WHAT YOU WILL DO:
Below are the records. Reproduce the line that contains "Objective: a point on each instance of the roadside" and every line after it to the end, exactly and alone.

EXTRACTED RECORDS:
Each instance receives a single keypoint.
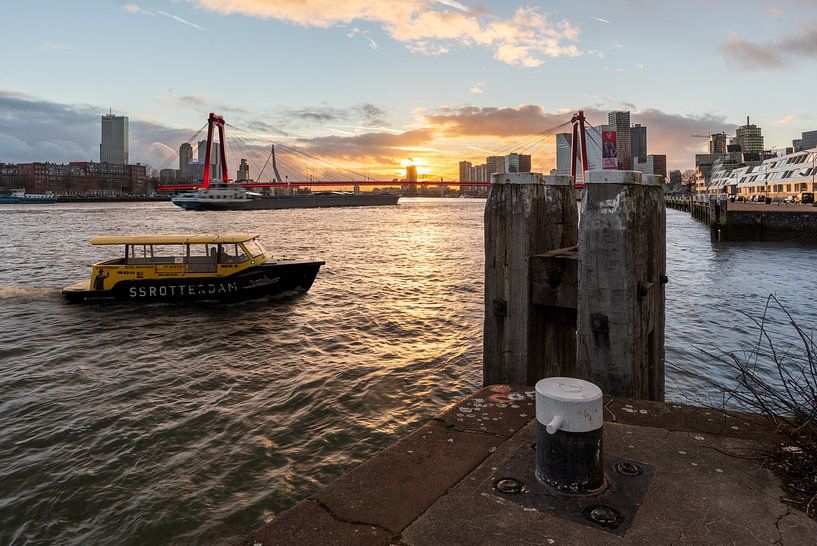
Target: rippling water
(193, 423)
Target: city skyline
(371, 86)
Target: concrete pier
(437, 485)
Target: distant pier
(744, 221)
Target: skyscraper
(185, 156)
(621, 122)
(114, 146)
(749, 138)
(465, 171)
(717, 143)
(638, 142)
(243, 171)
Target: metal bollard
(569, 443)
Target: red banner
(609, 154)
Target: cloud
(136, 9)
(367, 114)
(52, 46)
(179, 19)
(776, 55)
(527, 39)
(32, 129)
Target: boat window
(254, 248)
(230, 254)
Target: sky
(371, 85)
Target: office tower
(114, 146)
(243, 171)
(185, 157)
(411, 173)
(717, 143)
(749, 138)
(638, 142)
(621, 125)
(466, 170)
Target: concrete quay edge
(429, 487)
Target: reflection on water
(193, 423)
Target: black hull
(264, 280)
(294, 202)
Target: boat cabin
(166, 256)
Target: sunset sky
(368, 84)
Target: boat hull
(267, 279)
(291, 202)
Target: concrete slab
(708, 486)
(498, 409)
(308, 524)
(699, 495)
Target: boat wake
(27, 293)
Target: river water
(147, 424)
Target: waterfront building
(638, 143)
(167, 176)
(807, 141)
(466, 171)
(517, 163)
(651, 164)
(749, 138)
(717, 143)
(774, 177)
(75, 178)
(243, 173)
(620, 121)
(185, 157)
(114, 146)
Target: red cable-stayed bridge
(298, 161)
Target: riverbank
(742, 221)
(439, 484)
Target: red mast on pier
(218, 121)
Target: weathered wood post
(622, 264)
(526, 214)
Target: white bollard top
(569, 404)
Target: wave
(27, 293)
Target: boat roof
(173, 239)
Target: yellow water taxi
(230, 266)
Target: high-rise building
(749, 138)
(185, 156)
(411, 173)
(494, 164)
(638, 142)
(114, 146)
(652, 164)
(717, 143)
(516, 163)
(466, 171)
(243, 171)
(808, 141)
(621, 125)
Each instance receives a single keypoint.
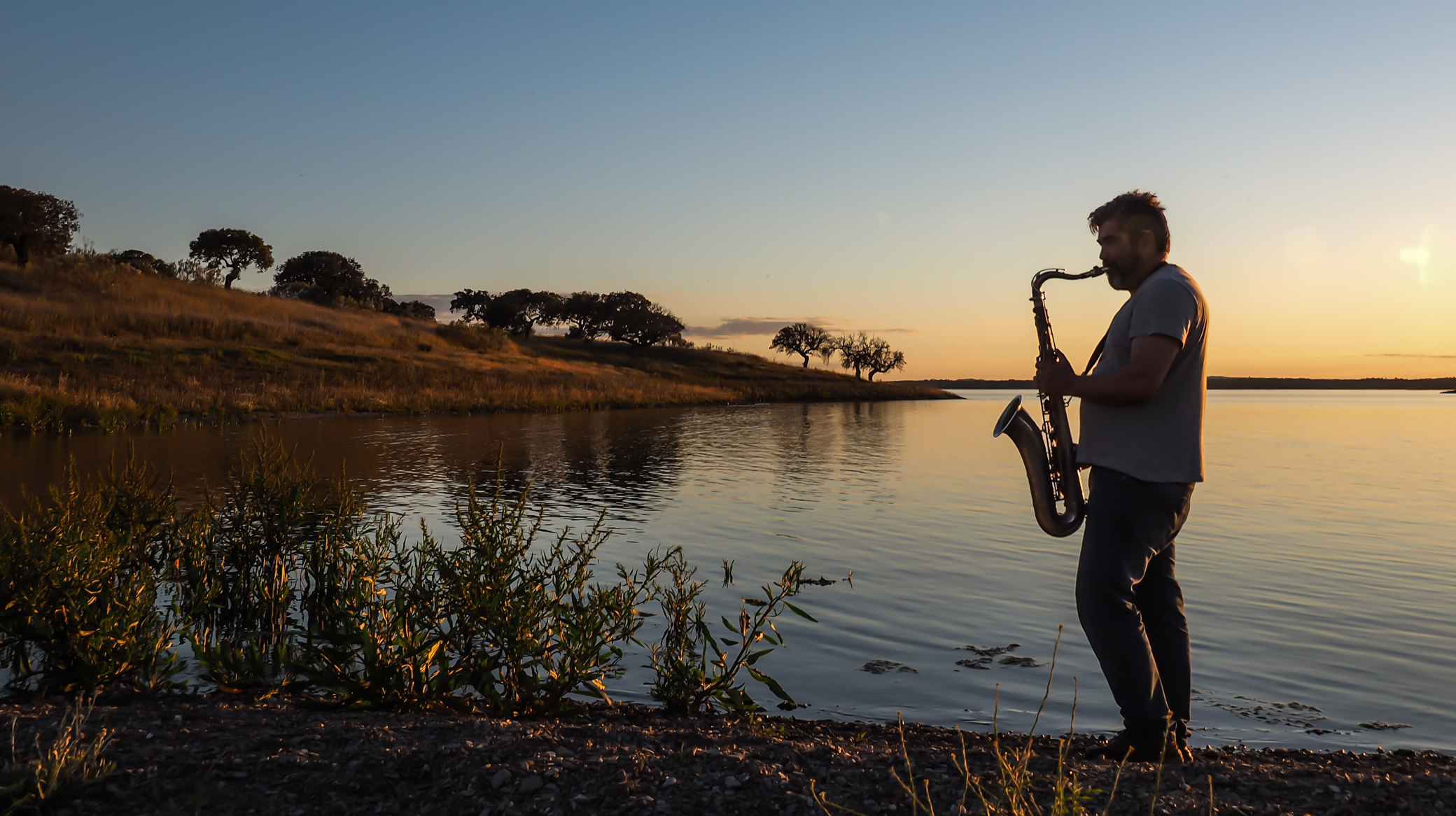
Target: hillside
(85, 342)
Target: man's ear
(1147, 244)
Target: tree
(237, 249)
(587, 314)
(802, 339)
(862, 353)
(472, 304)
(330, 279)
(640, 322)
(412, 309)
(35, 223)
(144, 262)
(883, 358)
(516, 311)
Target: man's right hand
(1056, 377)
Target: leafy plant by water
(79, 582)
(1014, 789)
(283, 581)
(696, 671)
(55, 773)
(529, 624)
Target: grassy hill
(85, 342)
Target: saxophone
(1047, 451)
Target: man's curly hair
(1136, 211)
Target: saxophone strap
(1097, 354)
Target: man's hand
(1056, 377)
(1135, 383)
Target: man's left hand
(1056, 377)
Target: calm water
(1320, 562)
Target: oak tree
(586, 313)
(330, 279)
(35, 223)
(516, 311)
(640, 322)
(802, 339)
(234, 249)
(144, 262)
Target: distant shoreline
(1446, 384)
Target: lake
(1320, 563)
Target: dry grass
(88, 342)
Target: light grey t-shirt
(1159, 439)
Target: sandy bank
(222, 757)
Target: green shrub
(526, 624)
(281, 577)
(696, 671)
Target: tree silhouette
(144, 262)
(234, 249)
(862, 353)
(640, 322)
(472, 304)
(802, 339)
(516, 311)
(883, 358)
(412, 309)
(330, 279)
(35, 223)
(853, 353)
(587, 314)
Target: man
(1142, 434)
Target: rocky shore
(226, 757)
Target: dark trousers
(1129, 600)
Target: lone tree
(330, 279)
(587, 314)
(862, 353)
(516, 311)
(412, 309)
(35, 223)
(883, 358)
(641, 322)
(237, 249)
(472, 304)
(802, 339)
(144, 262)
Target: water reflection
(1338, 598)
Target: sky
(900, 169)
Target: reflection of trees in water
(581, 463)
(816, 446)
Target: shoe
(1133, 747)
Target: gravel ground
(206, 755)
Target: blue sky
(900, 169)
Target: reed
(59, 771)
(1012, 789)
(79, 582)
(696, 671)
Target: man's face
(1117, 253)
(1126, 255)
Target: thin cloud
(755, 326)
(744, 326)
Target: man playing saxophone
(1142, 435)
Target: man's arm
(1135, 383)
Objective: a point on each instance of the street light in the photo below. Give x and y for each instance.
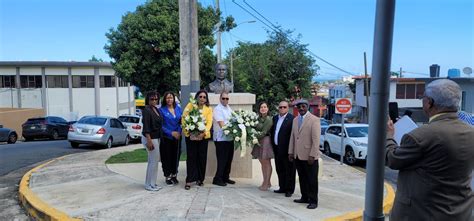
(232, 56)
(218, 31)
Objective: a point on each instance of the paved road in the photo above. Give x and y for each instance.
(16, 160)
(22, 154)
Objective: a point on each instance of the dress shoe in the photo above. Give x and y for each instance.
(229, 181)
(301, 201)
(219, 183)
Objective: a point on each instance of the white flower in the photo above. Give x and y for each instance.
(255, 141)
(201, 126)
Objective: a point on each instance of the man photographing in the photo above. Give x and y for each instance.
(435, 161)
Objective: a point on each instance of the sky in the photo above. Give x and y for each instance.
(339, 31)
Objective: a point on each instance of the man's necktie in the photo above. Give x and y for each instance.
(300, 121)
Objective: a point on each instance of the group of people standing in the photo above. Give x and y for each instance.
(293, 142)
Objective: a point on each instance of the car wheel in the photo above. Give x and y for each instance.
(12, 138)
(108, 145)
(349, 156)
(127, 141)
(327, 149)
(74, 145)
(54, 135)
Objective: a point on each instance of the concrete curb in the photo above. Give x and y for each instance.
(34, 206)
(358, 215)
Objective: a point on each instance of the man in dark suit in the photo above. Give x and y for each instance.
(435, 161)
(280, 134)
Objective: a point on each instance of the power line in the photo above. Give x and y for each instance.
(278, 30)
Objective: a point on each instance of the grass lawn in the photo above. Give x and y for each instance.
(136, 156)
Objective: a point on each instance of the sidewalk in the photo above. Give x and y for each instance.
(82, 186)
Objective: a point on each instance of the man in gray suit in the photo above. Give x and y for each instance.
(304, 150)
(435, 161)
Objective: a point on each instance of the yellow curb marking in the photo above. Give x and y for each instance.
(34, 205)
(357, 215)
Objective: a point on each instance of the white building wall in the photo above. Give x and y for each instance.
(402, 103)
(83, 102)
(56, 71)
(7, 71)
(106, 71)
(108, 102)
(57, 100)
(30, 70)
(8, 97)
(31, 98)
(82, 71)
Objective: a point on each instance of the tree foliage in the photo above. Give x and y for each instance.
(273, 70)
(145, 45)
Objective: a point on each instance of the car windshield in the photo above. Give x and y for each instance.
(35, 121)
(358, 131)
(93, 120)
(129, 119)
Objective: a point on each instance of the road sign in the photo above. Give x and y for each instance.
(343, 106)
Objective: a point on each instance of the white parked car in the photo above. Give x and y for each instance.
(355, 141)
(134, 125)
(102, 130)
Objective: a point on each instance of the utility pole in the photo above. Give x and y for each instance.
(219, 56)
(188, 44)
(232, 68)
(380, 83)
(367, 92)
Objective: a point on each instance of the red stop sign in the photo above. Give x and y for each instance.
(343, 106)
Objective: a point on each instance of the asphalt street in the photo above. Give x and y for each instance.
(22, 154)
(16, 160)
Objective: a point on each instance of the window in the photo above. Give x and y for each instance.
(122, 83)
(7, 81)
(57, 82)
(83, 81)
(107, 81)
(410, 91)
(30, 81)
(400, 91)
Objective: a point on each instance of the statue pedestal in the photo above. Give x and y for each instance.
(241, 166)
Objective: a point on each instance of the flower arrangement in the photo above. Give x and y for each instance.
(194, 122)
(241, 128)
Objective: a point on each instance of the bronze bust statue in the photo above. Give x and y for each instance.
(221, 84)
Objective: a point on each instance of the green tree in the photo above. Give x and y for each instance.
(145, 46)
(273, 69)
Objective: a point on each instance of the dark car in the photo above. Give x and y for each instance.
(8, 135)
(45, 127)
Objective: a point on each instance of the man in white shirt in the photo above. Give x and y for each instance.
(224, 145)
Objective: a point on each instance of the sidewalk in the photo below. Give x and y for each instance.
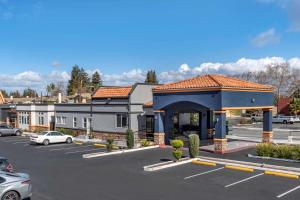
(259, 139)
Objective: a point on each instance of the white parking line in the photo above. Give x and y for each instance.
(287, 192)
(246, 179)
(70, 152)
(76, 147)
(51, 145)
(207, 172)
(22, 142)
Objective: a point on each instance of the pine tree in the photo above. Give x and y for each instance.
(151, 77)
(96, 80)
(74, 81)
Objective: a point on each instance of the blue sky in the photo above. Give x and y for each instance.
(41, 40)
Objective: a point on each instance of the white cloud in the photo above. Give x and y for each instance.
(55, 64)
(291, 7)
(39, 81)
(266, 38)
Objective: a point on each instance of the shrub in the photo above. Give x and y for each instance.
(67, 131)
(130, 139)
(194, 143)
(109, 145)
(177, 144)
(296, 152)
(145, 143)
(265, 150)
(177, 154)
(283, 151)
(279, 151)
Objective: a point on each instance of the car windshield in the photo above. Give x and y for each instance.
(43, 133)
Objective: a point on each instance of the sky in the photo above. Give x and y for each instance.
(40, 40)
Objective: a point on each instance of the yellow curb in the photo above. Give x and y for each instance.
(79, 143)
(245, 169)
(282, 174)
(100, 145)
(197, 162)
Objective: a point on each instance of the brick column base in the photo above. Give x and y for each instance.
(220, 145)
(267, 137)
(159, 138)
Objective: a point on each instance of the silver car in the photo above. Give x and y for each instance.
(14, 186)
(8, 130)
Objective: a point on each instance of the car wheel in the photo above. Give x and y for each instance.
(69, 140)
(18, 133)
(46, 142)
(11, 195)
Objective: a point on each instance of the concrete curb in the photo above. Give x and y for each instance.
(164, 165)
(277, 159)
(101, 154)
(257, 166)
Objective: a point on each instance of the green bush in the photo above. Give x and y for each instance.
(279, 151)
(66, 131)
(130, 139)
(145, 143)
(109, 145)
(177, 144)
(296, 152)
(177, 154)
(194, 143)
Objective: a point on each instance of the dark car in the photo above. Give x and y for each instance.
(5, 165)
(8, 130)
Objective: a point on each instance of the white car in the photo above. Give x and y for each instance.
(48, 137)
(283, 119)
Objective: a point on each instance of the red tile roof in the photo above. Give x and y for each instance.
(211, 81)
(2, 100)
(112, 92)
(148, 104)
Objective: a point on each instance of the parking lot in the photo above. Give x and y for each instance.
(58, 172)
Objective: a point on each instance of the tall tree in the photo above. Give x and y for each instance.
(4, 93)
(96, 80)
(151, 77)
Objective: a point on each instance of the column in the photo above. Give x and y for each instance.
(210, 124)
(220, 140)
(267, 135)
(159, 133)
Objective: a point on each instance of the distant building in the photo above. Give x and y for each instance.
(33, 117)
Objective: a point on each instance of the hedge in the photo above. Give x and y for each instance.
(279, 151)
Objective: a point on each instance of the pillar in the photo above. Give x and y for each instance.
(267, 135)
(210, 124)
(220, 140)
(159, 133)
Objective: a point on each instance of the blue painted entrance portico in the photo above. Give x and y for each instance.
(210, 97)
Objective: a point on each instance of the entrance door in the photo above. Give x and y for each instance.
(150, 127)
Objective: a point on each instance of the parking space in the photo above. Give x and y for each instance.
(62, 148)
(255, 184)
(58, 171)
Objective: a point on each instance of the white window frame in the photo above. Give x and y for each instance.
(75, 122)
(84, 122)
(121, 115)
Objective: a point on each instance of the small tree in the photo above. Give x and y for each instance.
(194, 143)
(130, 139)
(177, 146)
(109, 145)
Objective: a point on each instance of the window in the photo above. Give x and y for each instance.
(58, 120)
(74, 122)
(41, 120)
(64, 120)
(84, 122)
(122, 120)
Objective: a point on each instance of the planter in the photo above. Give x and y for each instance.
(271, 158)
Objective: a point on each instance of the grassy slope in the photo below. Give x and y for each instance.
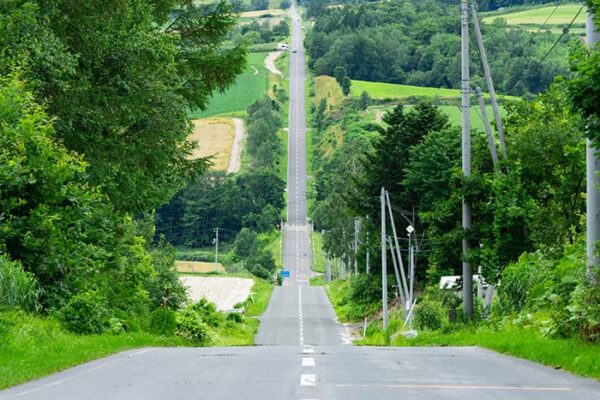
(568, 354)
(538, 15)
(38, 346)
(248, 87)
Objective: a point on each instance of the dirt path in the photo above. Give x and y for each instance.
(223, 292)
(270, 62)
(235, 160)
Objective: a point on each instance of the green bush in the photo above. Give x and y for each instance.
(190, 326)
(17, 287)
(88, 313)
(164, 287)
(207, 312)
(163, 322)
(522, 281)
(430, 315)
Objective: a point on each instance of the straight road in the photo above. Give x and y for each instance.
(298, 314)
(301, 353)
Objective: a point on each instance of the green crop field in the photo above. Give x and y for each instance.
(533, 18)
(454, 115)
(379, 90)
(249, 87)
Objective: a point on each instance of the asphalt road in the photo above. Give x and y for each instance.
(301, 352)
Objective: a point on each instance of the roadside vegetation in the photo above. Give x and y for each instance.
(528, 230)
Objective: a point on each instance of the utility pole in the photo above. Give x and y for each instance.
(383, 260)
(216, 249)
(368, 254)
(466, 158)
(488, 128)
(488, 78)
(356, 232)
(593, 167)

TASK SOLUTION:
Objective: a point on each instance of the roadside vegetation in the photo above. Give x and y for each instance.
(528, 230)
Objective: a point on each instance of the utility pole in the photo above. Give x and y for each instance.
(383, 260)
(216, 249)
(368, 254)
(466, 158)
(488, 128)
(488, 78)
(356, 232)
(593, 167)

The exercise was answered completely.